Qué se pide:
Reproduce sin cambios el fragmento del texto sobre los preparativos de la visita del Papa que empieza en las palabras "Desde la oficina" y termina después de "día de duración.".

Texto proporcionado:
Por Noel Domínguez
Periodista de Prensa Latina
Los escollos fueron solucionados definitivamente con la presencia del Comandante en Jefe en la Ciudad del Vaticano el 19 de noviembre de 1996.
Desde la oficina del segundo secretario del Comité Central del Partido Comunista de Cuba (CC-PCC), Raúl Castro Ruz, se gestaron los detalles. Éste, siempre precavido y consciente de lo que representaba, lo previó todo.
Ya desde 1997 se organizaron viajes previos al exterior para que una comisión integrada por representantes del Partido, el Ministerio de Relaciones Exteriores (Minrex), el Centro de Prensa Internacional, la Seguridad Personal y la Contrainteligencia se entrenaran en acompañar al Papa en otras visitas que este realizó. Estas se sucedieron en Varsovia, Roma, Ciudad del Vaticano y Río de Janeiro.
No se concurrió a una quinta ciudad con el argumento de que no constituía una visita papal, pues era solo una reunión mundial en París con los Jóvenes Católicos y de solo un día de duración.

Datos recopilados:
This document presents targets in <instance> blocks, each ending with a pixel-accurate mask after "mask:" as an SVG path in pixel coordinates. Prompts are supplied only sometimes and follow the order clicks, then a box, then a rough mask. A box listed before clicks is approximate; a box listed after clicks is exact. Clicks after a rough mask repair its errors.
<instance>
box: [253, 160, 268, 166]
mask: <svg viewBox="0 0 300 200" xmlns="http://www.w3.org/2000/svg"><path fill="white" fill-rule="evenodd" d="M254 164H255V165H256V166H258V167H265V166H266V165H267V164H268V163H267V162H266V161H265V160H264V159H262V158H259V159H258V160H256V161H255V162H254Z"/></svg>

Respuesta:
Desde la oficina del segundo secretario del Comité Central del Partido Comunista de Cuba (CC-PCC), Raúl Castro Ruz, se gestaron los detalles. Éste, siempre precavido y consciente de lo que representaba, lo previó todo.
Ya desde 1997 se organizaron viajes previos al exterior para que una comisión integrada por representantes del Partido, el Ministerio de Relaciones Exteriores (Minrex), el Centro de Prensa Internacional, la Seguridad Personal y la Contrainteligencia se entrenaran en acompañar al Papa en otras visitas que este realizó. Estas se sucedieron en Varsovia, Roma, Ciudad del Vaticano y Río de Janeiro.
No se concurrió a una quinta ciudad con el argumento de que no constituía una visita papal, pues era solo una reunión mundial en París con los Jóvenes Católicos y de solo un día de duración.